**TO-DO LIST**
[1] In the excerpt on the directors' review of the Fund's performance and advisory fees, for which periods ending July 31, 2017 was the Fund's performance compared?
[2] Continue the excerpt below on the directors' review of the Fund's performance and advisory fees, picking up after its final sentence.

**EXCERPT TO READ**
================================

At the Meeting, the directors reviewed performance information prepared by an analytical service that is not affiliated with the Adviser (the “15(c) service provider”), showing the performance of the Fund against a group of similar funds (“peer group”) and a larger group of similar funds (“peer universe”), each selected by the 15(c) service provider, and information prepared by the Adviser showing the Fund’s performance against a broad-based securities market index, in each case for the 1-, 3-, 5- and 10-year periods ended July 31, 2017 and (in the case of comparisons with the broad-based securities market index) for the period from inception. Based on their review, the directors concluded that the Fund’s investment performance was acceptable.
Advisory Fees and Other Expenses
The directors considered the proposed advisory fee rate paid by the Fund to the Adviser and information prepared by the 15(c) service provider concerning advisory fee rates paid by other funds in the same category as the Fund. The directors recognized that it is difficult to make comparisons of advisory fees because there are variations in the services that are included in the fees paid by other funds. The directors compared the Fund’s pro forma contractual effective advisory fee rate (reflecting a reduction in the advisory fee rate to take effect in January 2018) with a peer group median and took into account the impact on the advisory fee rate of the administrative expense reimbursement paid to the Adviser in the latest fiscal year.

================================

**DATASET CONTENT**
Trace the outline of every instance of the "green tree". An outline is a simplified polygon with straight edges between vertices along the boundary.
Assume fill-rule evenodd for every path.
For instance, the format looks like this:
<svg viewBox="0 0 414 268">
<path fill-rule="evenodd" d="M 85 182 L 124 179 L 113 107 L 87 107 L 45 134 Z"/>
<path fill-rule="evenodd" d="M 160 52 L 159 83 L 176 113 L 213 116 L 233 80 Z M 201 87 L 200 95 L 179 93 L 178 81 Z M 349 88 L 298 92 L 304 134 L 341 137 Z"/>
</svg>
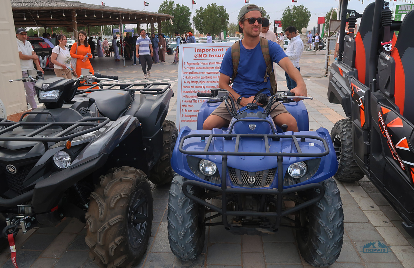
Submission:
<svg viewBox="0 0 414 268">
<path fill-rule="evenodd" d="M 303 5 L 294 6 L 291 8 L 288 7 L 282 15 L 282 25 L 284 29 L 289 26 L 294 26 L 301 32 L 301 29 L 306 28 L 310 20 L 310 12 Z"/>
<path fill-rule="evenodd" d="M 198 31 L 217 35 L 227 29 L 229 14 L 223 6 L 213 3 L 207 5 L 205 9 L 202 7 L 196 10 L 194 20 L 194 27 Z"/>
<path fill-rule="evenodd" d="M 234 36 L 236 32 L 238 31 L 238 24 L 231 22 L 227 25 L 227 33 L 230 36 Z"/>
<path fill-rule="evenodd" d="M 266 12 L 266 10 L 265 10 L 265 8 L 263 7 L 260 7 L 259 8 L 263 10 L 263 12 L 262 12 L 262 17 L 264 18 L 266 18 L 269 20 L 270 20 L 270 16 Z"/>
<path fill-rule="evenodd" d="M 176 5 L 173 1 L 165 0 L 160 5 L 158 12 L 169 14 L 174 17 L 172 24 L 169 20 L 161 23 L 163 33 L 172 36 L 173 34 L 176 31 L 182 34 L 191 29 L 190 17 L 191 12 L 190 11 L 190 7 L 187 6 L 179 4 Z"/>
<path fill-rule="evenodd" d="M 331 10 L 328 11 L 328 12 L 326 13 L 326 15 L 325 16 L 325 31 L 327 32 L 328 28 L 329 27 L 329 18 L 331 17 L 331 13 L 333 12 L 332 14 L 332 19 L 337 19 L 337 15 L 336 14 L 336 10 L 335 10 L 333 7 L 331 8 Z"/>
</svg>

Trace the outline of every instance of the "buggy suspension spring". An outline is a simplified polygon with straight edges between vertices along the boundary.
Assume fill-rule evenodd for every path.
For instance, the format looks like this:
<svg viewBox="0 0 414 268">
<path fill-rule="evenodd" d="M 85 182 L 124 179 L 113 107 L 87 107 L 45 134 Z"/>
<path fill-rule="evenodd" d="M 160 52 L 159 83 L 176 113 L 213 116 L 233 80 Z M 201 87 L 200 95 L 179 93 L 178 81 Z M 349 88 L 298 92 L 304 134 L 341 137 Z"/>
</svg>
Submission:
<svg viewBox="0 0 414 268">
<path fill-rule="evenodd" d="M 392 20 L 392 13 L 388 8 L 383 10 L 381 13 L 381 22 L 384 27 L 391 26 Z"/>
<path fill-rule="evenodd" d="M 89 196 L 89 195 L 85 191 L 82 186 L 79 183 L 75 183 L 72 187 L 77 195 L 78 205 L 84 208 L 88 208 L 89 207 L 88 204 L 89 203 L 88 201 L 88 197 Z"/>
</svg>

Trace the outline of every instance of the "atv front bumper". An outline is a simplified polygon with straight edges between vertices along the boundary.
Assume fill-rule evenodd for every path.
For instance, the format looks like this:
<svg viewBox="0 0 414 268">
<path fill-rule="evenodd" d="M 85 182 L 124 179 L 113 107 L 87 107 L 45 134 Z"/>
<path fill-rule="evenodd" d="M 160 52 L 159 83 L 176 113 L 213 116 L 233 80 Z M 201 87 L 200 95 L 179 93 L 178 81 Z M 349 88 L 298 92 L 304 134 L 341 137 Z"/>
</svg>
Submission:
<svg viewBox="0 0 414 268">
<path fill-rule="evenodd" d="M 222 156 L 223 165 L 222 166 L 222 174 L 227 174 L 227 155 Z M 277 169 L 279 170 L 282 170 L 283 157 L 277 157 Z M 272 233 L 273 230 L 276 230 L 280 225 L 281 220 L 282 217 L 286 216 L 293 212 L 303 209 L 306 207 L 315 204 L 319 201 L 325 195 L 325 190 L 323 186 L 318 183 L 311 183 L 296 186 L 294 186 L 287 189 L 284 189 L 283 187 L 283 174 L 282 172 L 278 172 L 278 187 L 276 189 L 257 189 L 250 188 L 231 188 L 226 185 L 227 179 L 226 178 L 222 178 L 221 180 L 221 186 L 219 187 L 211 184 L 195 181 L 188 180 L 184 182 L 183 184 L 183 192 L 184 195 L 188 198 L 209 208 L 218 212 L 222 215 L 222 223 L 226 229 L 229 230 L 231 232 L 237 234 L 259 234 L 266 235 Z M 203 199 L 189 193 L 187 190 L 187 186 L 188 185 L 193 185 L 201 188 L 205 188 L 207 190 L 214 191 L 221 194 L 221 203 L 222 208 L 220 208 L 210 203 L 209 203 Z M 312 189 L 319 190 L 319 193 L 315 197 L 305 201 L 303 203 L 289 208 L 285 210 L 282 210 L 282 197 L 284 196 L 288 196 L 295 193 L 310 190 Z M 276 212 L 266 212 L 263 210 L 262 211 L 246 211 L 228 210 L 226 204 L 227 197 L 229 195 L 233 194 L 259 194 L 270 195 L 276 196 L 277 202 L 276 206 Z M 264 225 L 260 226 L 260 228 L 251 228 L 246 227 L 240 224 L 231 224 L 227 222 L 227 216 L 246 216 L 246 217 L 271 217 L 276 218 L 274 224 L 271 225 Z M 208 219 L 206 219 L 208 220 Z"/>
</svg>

================================

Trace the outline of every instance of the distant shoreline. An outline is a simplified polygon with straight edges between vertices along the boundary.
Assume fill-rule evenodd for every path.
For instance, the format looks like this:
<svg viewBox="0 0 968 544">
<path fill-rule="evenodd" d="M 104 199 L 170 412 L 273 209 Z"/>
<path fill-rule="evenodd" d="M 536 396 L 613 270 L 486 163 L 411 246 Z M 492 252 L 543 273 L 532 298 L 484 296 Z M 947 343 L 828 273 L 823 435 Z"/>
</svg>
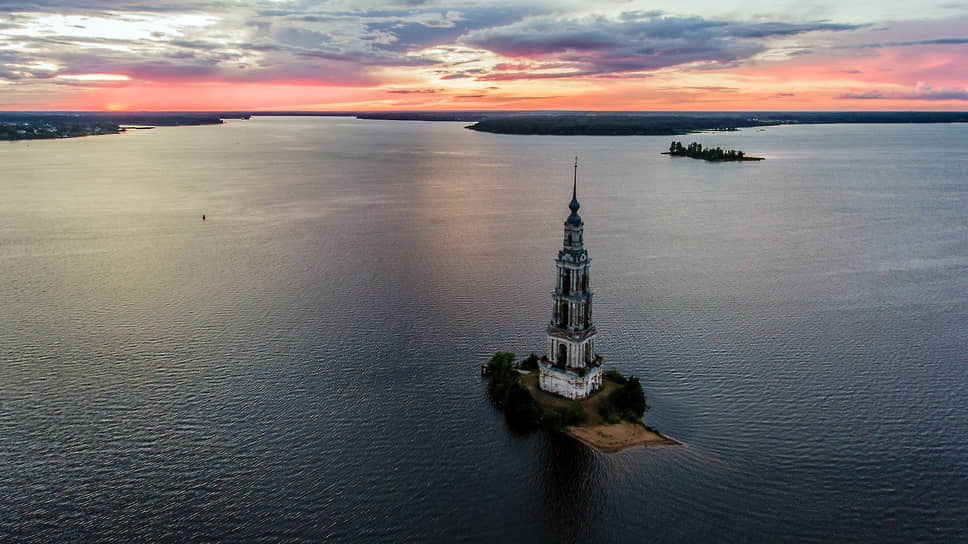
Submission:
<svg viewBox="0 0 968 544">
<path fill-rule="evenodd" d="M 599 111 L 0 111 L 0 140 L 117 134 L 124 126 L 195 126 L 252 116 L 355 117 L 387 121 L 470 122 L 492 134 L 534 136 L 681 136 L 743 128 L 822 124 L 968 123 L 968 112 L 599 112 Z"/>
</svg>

================================

**TASK RESPONSES**
[1] The 1-, 3-, 5- and 10-year periods.

[2]
The directors also considered the Adviser’s fee schedule for other clients pursuing a similar investment style. For this purpose, they reviewed the relevant advisory fee information from the Adviser’s Form ADV and the evaluation from the Company’s Senior Officer and noted the differences between the Fund’s fee schedule, on the one hand, and the Adviser’s institutional fee schedule and the schedule of fees charged by the Adviser to any offshore funds and any sub-advised funds, on the other. The directors noted that the Adviser may, in some cases, agree to fee rates with large institutional clients that are lower than those reviewed by the directors and that they had previously discussed with the Adviser its policies in respect of such arrangements. The directors also compared the advisory fee rate for the Fund with that for another AB Fund with a similar investment style.
Continuance Disclosure (continued)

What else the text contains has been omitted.